* Quoted passage *
= = =

4. Pre-training Task 2: Next Sentence Prediction (NSP)

NSP trains BERT to understand relationships between sentences. Given two segments A and B, the model predicts whether B actually follows A in the original text (label: IsNext) or is a randomly sampled sentence (label: NotNext). The [CLS] token’s final hidden state is used for this binary classification.

BERT Pre-training Flow
flowchart LR
    A[Raw Text Corpus] --> B[Sentence Pairs]
    B --> C{50% Real Pairs\n50% Random}
    C -->|IsNext| D[Positive Examples]
    C -->|NotNext| E[Negative Examples]
    D --> F[Token + Segment IDs]
    E --> F
    F --> G[Apply 15% Masking]
    G --> H[BERT Encoder]
    H --> I["[CLS] -> NSP Loss"]
    H --> J["Masked Tokens -> MLM Loss"]
    I --> K[Total Loss = MLM + NSP]
    J --> K
                            
import tensorflow as tf
import numpy as np

def create_nsp_data(sentences, num_examples=100):
    """
    Generate Next Sentence Prediction training pairs.

    Args:
        sentences: list of sentence strings
        num_examples: number of training pairs to generate

    Returns:
        pairs: list of (sentence_a, sentence_b, is_next) tuples
    """
    pairs = []
    num_sentences = len(sentences)

    for _ in range(num_examples):
        idx_a = np.random.randint(0, num_sentences - 1)

        if np.random.random() < 0.5:
            # 50% chance: B actually follows A
            idx_b = idx_a + 1
            is_next = 1
        else:
            # 50% chance: B is a random sentence
            idx_b = np.random.randint(0, num_sentences)
            while idx_b == idx_a + 1:
                idx_b = np.random.randint(0, num_sentences)
            is_next = 0

        pairs.append((sentences[idx_a], sentences[idx_b], is_next))

    return pairs

# Example corpus
corpus = [
    "The cat sat on the mat.",
    "It was a warm sunny day.",
    "Birds were singing in the trees.",
    "The dog chased the ball.",
    "Rain started to fall heavily.",
    "She opened her umbrella quickly.",
]

np.random.seed(42)
nsp_pairs = create_nsp_data(corpus, num_examples=6)

print("NSP Training Pairs:")
print("-" * 60)
for sent_a, sent_b, label in nsp_pairs:
    label_str = "IsNext" if label == 1 else "NotNext"
    print(f"A: {sent_a}")
    print(f"B: {sent_b}")
    print(f"Label: {label_str}")
    print()

NSP Classification Head

import tensorflow as tf

class NSPHead(tf.keras.layers.Layer):
    """Next Sentence Prediction classification head."""

= = =

* Records supplied *

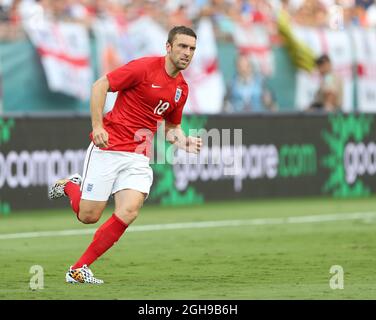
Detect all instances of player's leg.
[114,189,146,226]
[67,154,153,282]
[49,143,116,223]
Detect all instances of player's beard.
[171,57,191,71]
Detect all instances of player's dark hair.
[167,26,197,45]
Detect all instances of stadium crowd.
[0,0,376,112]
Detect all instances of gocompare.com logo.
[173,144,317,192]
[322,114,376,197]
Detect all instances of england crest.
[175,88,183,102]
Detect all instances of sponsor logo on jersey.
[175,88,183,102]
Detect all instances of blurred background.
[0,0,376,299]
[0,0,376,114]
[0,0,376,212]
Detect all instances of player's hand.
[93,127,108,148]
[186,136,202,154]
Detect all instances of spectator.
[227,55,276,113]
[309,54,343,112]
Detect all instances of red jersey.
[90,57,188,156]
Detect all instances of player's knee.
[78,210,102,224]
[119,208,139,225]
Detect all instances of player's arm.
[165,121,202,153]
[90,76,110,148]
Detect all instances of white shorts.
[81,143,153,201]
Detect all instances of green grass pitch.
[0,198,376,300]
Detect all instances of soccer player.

= = =

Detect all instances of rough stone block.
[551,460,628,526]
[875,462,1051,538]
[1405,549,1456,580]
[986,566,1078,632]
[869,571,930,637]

= = =

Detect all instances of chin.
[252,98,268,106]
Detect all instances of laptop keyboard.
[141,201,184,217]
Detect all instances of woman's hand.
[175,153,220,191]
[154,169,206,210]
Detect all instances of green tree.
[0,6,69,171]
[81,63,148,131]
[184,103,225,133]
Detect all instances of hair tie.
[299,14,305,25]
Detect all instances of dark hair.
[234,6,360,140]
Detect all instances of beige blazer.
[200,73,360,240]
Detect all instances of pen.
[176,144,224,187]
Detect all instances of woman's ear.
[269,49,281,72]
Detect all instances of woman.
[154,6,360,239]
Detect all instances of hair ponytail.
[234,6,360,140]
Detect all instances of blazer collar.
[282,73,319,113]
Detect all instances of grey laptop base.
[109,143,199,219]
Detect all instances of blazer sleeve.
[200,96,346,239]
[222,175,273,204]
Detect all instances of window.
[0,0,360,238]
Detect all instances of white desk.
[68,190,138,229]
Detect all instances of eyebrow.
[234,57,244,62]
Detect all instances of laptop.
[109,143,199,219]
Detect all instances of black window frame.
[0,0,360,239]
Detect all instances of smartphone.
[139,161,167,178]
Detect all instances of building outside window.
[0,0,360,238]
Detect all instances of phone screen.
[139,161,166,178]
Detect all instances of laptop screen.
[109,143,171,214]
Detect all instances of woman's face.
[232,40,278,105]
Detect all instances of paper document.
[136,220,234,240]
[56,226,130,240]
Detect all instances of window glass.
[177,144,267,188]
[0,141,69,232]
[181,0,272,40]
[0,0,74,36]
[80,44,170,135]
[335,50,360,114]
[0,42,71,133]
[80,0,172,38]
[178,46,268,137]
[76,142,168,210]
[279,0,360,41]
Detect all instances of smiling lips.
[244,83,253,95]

= = =

* Given problem A *
Reproduce the NSP excerpt beginning at "while idx_b == idx_a" and stopping after "pairs.append((sentences[idx_a], sentences[idx_b], is_next))", switching every "idx_b" to "idx_other".
* Given problem B *
According to the NSP excerpt, which token's final hidden state is used for the IsNext/NotNext binary classification?

* Solution A *
while idx_other == idx_a + 1:
                idx_other = np.random.randint(0, num_sentences)
            is_next = 0

        pairs.append((sentences[idx_a], sentences[idx_other], is_next))

* Solution B *
The [CLS] token's final hidden state.